■ **Source excerpt**
+ + + + + + +

Don't look at me, I didn't promise any prizes  :Laughing: . 

But since Yandy made a promise, I would hate to disappoint the winners. Let's compromise. I will put up another puzzle and the first 3 persons to get the answers correct will receive either Taiwan or Weeping Mosses from me. It's your choice and I'll try and send more than just 2 fronds. But this time, please send your answers to me through private message or email. This is to prevent "copying" of answers  :Laughing: . The contest is over the moment I receive 3 correct answers. 

Here's the puzzle. Identify, from left to right, which is which:



Loh K L

----------


## timebomb

By the way, if you haven't noticed, I've removed the earlier close-up pictures of the mosses from this thread. This is so you can't solve the puzzle by comparing the mosses in the above picture with those earlier ones. I can't do anything about it if you have saved them to your computer though. 

If you're going to make a guess based solely on luck, take note that the possible number of combinations in such a puzzle is 6 factorial. In other words, there are 720 possible answers but only one would be correct  :Laughing: 

Have fun.

+ + + + + + +

■ **Items**
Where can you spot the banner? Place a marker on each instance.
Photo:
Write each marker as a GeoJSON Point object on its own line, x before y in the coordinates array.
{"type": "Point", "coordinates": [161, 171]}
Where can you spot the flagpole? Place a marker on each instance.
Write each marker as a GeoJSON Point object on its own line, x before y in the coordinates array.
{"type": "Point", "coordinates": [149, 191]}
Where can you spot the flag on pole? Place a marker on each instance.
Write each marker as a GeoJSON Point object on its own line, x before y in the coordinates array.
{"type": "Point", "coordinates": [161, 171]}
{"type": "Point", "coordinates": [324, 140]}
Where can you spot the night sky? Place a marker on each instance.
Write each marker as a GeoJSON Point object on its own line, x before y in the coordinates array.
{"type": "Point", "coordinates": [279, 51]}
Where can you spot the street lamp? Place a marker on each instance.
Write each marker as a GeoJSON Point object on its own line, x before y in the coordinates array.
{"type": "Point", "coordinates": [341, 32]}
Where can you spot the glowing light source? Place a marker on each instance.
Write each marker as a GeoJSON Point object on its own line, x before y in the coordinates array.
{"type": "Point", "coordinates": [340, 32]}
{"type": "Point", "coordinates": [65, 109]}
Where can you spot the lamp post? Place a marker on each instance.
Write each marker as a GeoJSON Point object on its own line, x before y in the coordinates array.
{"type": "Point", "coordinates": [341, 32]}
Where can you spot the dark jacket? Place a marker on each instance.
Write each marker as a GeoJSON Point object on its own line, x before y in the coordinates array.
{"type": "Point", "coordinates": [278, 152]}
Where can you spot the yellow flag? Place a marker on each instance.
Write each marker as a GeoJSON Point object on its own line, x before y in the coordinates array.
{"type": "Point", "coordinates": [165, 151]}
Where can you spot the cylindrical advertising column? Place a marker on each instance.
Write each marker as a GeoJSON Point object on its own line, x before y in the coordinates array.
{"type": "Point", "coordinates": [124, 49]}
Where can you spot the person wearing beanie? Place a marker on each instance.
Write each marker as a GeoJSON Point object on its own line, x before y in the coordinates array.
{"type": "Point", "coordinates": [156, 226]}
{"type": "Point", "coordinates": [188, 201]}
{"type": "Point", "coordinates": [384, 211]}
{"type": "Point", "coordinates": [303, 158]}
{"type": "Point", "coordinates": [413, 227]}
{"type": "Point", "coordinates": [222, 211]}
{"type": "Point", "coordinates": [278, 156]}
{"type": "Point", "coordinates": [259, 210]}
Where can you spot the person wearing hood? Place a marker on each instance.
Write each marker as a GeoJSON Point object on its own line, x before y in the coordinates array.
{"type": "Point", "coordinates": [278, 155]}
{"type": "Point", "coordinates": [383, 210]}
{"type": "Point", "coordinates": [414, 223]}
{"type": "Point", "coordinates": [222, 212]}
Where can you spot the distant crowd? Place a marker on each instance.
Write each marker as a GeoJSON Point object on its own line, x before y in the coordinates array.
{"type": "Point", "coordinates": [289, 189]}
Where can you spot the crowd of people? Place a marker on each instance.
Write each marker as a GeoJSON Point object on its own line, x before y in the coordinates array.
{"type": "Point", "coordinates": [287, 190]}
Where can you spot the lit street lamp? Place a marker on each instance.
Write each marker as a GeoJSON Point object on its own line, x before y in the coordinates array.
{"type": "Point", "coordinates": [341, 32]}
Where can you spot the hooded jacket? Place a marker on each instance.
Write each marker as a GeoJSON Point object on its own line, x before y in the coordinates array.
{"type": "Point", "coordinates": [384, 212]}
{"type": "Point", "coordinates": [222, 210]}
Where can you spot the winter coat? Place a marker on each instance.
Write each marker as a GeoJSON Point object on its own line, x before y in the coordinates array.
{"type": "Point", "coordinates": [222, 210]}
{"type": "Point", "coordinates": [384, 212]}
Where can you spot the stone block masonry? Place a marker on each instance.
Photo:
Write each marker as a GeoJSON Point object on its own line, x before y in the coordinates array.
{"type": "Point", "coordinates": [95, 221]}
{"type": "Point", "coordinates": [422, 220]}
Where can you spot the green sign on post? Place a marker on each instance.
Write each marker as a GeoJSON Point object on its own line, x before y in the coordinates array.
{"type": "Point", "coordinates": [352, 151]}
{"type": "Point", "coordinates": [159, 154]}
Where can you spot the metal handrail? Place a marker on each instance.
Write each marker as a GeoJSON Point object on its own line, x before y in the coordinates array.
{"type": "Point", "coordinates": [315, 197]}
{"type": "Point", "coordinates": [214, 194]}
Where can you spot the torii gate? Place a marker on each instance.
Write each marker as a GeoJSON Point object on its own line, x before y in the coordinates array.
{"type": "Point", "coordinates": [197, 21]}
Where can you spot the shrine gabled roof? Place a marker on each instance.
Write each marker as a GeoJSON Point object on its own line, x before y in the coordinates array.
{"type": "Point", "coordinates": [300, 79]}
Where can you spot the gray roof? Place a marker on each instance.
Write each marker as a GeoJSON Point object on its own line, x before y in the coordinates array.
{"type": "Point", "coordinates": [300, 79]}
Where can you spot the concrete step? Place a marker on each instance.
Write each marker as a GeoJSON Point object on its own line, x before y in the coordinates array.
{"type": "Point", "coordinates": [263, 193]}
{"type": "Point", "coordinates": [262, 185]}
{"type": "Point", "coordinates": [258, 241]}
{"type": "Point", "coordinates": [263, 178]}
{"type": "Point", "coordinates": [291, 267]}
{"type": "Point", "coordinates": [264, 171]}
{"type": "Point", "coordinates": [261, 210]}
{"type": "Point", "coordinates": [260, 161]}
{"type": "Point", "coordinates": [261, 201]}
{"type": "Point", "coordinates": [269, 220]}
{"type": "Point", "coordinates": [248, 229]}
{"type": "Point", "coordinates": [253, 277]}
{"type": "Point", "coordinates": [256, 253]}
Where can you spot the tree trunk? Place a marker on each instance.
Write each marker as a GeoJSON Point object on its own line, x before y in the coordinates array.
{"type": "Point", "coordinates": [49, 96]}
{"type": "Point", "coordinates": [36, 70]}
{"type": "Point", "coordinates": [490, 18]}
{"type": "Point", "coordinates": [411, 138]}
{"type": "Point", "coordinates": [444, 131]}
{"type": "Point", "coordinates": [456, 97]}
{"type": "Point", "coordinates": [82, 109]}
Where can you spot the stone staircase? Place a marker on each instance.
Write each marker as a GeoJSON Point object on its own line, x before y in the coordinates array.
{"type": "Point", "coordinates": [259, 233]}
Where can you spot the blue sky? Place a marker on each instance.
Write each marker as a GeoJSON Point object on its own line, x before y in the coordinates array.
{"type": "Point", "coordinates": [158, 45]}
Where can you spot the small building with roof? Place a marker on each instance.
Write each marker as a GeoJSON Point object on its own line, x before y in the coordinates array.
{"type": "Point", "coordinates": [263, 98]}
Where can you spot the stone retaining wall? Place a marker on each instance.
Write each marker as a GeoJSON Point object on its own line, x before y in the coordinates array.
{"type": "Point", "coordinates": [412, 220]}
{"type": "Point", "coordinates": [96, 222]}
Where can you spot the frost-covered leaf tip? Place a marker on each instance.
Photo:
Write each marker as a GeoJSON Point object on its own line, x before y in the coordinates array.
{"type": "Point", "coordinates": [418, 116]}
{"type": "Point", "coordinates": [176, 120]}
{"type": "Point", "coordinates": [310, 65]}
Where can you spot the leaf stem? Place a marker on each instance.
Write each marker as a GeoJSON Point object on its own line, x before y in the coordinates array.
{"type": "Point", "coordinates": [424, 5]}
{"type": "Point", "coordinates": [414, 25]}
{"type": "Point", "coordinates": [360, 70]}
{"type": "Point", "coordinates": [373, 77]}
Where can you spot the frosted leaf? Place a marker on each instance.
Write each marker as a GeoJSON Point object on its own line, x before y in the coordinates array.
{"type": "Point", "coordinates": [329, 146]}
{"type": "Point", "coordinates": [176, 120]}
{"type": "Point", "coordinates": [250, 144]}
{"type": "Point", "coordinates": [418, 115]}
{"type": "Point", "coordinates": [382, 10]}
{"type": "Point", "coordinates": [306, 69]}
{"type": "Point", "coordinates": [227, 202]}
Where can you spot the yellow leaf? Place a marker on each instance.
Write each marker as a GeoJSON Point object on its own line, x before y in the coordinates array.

+ + + + + + +

■ **Stated exercise A**
Answer these questions from the moss puzzle thread:
(i) How many people will receive mosses?
(ii) Through which channels should answers be sent?
(iii) How many possible answers does the puzzle have?
■ **Stated exercise B**
Rewrite the part of the moss puzzle thread that opens with the words containing "Here's the puzzle." and closes with "your computer though.", putting "detailed photos" in place of "close-up pictures".

■ **Reply A**
(i) Three people.
(ii) Private message or email.
(iii) 720.

■ **Reply B**
Here's the puzzle. Identify, from left to right, which is which:



Loh K L

----------


## timebomb

By the way, if you haven't noticed, I've removed the earlier detailed photos of the mosses from this thread. This is so you can't solve the puzzle by comparing the mosses in the above picture with those earlier ones. I can't do anything about it if you have saved them to your computer though.